> Dokumentauszug:
════════════════════

Die Innenausstattung ist das Ergebnis von Axel Heinzes zahlreichen Reisen: Die Holz­decke hat er sich in einem Bergdorf in Südfrankreich abgeschaut und in Oschatz nachgebaut, das Hoftor steht so auch irgendwo in England. Passend für einen Hofladen hat Heinze außerdem Einzelteile einer Dreschmaschine aufbereitet und als „Schmuck­stücke“ in den Laden integ­riert. Selbst die Holzregale mit den nach hinten geschwungenen Seitenteilen sind Maßanfertigungen.

In dem knapp 100 Quad­ratmeter großen Laden fällt nicht nur die Einrichtung auf. Neue Kunden höre er oft sagen, wie gut es hier rieche – „nach Brot, Geräuchertem oder nach Gewürzen“, sagt Heinze. „Die entdecken bei uns ihre Sinne wieder.“ Und sie finden hier neben den für einen Bioladen typischen Produkten auch Lebensmittel, die es nur im Herbst-Hof gibt: Sechs Mal pro Jahr bringt Axel Heinze eines seiner Hereford-Rinder persön­lich zum Schlachter und legt mit Hand an, wenn das Tier zerlegt wird. Per Newsletter informiert er seine Kunden, die dann bestellen. „Wenn jemand 24 Rouladen will, bekommt er 24 Rouladen“, sagt Axel Heinze.

Das Getrei­de, dass auf seinen Feldern wächst, lässt er zu Mehl und Backwaren verarbeiten, die er ebenfalls im Laden anbietet. Regionale Hersteller liefern außerdem Ziegenkäse, Obst und Gemüse, Nusscreme oder Bier. Aus seinem Raps, den Sonnenblumen und dem Leindotter presst Bio Planète im 25 Kilometer entfernten Lommatzsch Speiseöle. Der Rest kommt von Großhändler Naturkost Erfurt.

════════════════════

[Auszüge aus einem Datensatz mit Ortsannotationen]
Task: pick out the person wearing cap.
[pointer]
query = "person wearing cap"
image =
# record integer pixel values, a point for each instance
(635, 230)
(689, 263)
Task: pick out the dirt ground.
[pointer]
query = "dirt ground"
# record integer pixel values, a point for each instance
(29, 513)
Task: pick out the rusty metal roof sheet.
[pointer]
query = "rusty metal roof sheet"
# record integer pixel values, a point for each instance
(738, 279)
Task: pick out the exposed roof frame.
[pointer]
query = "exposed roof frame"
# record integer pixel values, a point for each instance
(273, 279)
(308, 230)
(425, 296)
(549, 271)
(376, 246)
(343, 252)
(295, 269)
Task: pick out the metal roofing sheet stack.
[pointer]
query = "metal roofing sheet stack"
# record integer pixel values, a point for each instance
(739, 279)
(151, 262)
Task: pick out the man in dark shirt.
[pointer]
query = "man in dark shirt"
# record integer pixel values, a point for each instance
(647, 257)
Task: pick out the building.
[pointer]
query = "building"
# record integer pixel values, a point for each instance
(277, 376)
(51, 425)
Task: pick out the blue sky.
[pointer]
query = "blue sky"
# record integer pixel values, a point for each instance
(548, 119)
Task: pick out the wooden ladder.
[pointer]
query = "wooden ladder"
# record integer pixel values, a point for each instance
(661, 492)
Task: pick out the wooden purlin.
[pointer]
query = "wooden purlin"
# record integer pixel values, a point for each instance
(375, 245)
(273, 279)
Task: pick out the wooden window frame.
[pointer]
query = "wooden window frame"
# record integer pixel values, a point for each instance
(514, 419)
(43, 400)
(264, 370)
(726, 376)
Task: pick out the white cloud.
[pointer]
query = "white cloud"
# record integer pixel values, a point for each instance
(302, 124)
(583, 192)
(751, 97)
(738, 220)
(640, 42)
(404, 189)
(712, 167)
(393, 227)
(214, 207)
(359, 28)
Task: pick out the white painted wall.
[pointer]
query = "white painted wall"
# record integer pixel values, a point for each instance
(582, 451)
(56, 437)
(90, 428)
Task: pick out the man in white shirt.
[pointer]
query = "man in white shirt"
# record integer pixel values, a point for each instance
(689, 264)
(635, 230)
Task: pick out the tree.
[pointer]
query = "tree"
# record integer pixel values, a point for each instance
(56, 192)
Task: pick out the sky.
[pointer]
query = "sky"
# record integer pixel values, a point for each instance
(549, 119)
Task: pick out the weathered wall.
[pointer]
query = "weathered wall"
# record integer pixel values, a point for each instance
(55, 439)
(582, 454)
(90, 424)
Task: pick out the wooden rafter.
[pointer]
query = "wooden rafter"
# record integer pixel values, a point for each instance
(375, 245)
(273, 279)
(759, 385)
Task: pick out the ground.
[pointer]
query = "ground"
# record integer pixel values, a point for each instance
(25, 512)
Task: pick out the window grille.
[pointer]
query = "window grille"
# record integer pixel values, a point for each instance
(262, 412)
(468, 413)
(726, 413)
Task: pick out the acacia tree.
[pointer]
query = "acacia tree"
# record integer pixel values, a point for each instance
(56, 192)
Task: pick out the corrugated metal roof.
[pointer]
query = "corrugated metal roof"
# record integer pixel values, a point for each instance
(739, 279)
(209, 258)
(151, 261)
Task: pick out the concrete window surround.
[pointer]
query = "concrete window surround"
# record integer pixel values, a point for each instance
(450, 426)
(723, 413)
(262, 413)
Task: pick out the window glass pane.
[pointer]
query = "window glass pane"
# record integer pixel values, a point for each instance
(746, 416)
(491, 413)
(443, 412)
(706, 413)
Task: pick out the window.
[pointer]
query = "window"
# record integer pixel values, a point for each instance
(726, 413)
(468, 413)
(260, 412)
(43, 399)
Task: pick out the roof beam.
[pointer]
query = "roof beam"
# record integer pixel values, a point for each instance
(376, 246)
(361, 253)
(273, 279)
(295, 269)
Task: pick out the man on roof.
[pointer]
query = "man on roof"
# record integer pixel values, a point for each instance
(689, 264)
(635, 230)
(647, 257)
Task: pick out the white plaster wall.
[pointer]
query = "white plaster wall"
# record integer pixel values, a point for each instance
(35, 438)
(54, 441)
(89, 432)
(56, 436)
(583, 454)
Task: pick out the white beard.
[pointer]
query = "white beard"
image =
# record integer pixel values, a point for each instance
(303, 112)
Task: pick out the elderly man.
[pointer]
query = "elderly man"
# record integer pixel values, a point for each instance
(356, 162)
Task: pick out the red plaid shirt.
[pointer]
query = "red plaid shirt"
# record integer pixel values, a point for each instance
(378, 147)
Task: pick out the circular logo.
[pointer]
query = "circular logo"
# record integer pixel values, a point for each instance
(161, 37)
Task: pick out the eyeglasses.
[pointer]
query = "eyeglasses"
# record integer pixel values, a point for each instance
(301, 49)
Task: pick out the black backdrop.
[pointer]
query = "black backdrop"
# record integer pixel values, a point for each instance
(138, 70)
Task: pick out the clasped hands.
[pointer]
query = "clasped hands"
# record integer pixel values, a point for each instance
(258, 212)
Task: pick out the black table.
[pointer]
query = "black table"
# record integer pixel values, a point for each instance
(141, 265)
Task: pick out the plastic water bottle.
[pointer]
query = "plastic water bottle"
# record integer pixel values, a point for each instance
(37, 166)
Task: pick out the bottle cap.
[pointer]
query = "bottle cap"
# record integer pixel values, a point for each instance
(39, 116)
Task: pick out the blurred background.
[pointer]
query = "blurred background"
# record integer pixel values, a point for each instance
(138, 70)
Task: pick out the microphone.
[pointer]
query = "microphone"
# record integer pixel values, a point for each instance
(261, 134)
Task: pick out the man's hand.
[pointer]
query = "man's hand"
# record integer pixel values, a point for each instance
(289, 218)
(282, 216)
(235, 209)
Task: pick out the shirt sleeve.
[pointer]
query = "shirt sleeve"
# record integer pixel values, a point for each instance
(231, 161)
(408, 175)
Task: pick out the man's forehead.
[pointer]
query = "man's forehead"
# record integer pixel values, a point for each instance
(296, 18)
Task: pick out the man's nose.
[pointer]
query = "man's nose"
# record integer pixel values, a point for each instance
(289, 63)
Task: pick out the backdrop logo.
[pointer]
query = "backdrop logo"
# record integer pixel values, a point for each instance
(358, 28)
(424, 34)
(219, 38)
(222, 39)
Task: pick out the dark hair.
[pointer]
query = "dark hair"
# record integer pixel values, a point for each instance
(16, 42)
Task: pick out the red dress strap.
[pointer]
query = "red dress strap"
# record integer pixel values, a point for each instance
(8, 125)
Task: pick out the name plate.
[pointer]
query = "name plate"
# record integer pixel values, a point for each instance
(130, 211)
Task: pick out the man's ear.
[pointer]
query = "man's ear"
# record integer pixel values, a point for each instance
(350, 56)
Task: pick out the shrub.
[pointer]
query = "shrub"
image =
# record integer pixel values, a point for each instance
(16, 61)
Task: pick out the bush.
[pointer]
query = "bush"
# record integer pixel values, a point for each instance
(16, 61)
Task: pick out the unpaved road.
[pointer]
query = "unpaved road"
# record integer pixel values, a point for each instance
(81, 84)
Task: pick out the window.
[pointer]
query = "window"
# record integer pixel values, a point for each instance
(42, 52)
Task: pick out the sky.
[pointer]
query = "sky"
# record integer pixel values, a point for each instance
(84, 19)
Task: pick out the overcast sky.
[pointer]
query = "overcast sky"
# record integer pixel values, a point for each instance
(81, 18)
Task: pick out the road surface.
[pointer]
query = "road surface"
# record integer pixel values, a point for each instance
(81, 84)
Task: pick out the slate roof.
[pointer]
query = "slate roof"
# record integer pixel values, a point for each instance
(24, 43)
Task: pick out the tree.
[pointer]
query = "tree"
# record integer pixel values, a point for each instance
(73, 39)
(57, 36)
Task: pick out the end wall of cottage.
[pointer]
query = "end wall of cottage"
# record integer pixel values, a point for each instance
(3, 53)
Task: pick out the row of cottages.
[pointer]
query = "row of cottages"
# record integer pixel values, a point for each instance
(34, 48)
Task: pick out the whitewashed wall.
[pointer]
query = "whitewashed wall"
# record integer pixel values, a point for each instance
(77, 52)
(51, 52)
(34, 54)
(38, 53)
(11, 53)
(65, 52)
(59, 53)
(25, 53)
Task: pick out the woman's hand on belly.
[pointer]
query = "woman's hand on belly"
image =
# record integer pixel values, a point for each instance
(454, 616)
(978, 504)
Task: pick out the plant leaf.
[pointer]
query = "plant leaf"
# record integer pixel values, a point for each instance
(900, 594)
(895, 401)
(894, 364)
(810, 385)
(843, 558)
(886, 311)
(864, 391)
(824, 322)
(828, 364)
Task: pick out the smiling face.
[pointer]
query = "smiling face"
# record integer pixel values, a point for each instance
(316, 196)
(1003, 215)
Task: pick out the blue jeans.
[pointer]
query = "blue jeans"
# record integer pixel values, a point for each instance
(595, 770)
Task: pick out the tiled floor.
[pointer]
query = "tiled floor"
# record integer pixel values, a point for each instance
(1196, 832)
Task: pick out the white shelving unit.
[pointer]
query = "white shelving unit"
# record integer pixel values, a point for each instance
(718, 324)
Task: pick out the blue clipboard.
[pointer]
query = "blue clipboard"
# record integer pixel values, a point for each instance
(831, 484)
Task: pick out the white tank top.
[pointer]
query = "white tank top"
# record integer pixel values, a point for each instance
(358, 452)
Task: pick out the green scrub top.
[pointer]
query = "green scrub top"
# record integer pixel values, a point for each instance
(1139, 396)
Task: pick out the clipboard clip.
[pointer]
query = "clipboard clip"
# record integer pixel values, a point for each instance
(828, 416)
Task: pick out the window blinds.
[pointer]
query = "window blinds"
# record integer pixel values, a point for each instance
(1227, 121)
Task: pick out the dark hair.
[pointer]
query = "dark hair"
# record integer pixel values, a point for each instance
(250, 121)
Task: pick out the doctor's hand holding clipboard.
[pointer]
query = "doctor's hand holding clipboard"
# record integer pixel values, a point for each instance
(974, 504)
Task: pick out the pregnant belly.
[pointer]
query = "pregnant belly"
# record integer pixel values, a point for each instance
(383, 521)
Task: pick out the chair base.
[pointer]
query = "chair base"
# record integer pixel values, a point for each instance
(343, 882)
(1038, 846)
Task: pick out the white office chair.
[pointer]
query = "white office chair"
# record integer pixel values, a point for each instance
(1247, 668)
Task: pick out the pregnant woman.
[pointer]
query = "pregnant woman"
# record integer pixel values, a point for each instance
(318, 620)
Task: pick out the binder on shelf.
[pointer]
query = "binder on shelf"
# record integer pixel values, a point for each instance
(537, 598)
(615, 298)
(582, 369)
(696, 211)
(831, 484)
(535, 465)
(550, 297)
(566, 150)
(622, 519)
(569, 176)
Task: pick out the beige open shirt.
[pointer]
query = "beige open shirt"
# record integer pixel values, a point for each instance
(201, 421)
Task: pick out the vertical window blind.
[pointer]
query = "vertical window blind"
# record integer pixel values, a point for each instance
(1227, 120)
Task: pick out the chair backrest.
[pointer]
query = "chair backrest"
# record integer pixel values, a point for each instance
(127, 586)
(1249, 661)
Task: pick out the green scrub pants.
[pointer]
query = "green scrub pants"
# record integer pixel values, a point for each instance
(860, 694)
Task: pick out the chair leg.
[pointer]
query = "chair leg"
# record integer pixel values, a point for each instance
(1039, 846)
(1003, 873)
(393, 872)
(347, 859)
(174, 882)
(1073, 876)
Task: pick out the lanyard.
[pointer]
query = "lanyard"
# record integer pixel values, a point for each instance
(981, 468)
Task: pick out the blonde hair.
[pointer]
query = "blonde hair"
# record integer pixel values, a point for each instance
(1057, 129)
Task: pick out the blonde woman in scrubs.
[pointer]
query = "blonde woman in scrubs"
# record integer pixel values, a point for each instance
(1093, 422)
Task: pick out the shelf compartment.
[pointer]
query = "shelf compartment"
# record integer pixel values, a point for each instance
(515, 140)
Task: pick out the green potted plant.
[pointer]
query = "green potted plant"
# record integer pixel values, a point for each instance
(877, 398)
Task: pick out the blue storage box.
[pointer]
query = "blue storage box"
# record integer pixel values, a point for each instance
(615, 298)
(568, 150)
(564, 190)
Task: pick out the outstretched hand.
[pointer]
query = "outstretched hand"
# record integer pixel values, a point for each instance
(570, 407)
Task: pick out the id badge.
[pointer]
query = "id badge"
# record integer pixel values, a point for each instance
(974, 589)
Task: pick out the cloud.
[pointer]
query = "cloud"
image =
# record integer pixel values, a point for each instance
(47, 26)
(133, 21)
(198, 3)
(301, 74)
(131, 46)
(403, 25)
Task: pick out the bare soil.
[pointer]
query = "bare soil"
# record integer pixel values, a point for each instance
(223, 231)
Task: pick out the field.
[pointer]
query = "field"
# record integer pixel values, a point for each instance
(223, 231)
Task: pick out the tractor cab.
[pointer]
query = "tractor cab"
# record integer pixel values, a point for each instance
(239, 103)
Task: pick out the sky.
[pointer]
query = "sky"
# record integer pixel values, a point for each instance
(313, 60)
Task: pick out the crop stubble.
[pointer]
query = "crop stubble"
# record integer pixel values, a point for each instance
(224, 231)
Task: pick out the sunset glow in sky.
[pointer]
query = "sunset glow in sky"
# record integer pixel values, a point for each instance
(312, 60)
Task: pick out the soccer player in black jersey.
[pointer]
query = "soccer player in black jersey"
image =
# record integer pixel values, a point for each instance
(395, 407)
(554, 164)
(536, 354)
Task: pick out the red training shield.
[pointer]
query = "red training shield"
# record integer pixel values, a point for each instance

════════════════════

> Aufgabenstellung:
A – Prüfe anhand des Auszugs über den Herbst-Hof, ob die Aussagen (i) Die Holzdecke ist einem Vorbild aus einem Bergdorf in Südfrankreich nachgebaut, (ii) Axel Heinze bringt zwölf Mal im Jahr ein Rind zum Schlachter, und (iii) Bio Planète presst die Speiseöle in Lommatzsch jeweils zutreffen, und belege jede Antwort mit einem wörtlichen Zitat.
B – Gib aus dem Auszug über den Herbst-Hof die Stelle wortgetreu wieder, die mit „Das Getrei­de, dass“ beginnt und bis einschließlich „Großhändler Naturkost Erfurt.“ reicht.
Die Daten sind hierfür ohne Belang.

> Ausgearbeitete Lösungen:
A –
(i) Ja: „hat er sich in einem Bergdorf in Südfrankreich abgeschaut und in Oschatz nachgebaut“
(ii) Nein: „Sechs Mal pro Jahr bringt Axel Heinze eines seiner Hereford-Rinder“
(iii) Ja: „presst Bio Planète im 25 Kilometer entfernten Lommatzsch Speiseöle“

B –
Das Getrei­de, dass auf seinen Feldern wächst, lässt er zu Mehl und Backwaren verarbeiten, die er ebenfalls im Laden anbietet. Regionale Hersteller liefern außerdem Ziegenkäse, Obst und Gemüse, Nusscreme oder Bier. Aus seinem Raps, den Sonnenblumen und dem Leindotter presst Bio Planète im 25 Kilometer entfernten Lommatzsch Speiseöle. Der Rest kommt von Großhändler Naturkost Erfurt.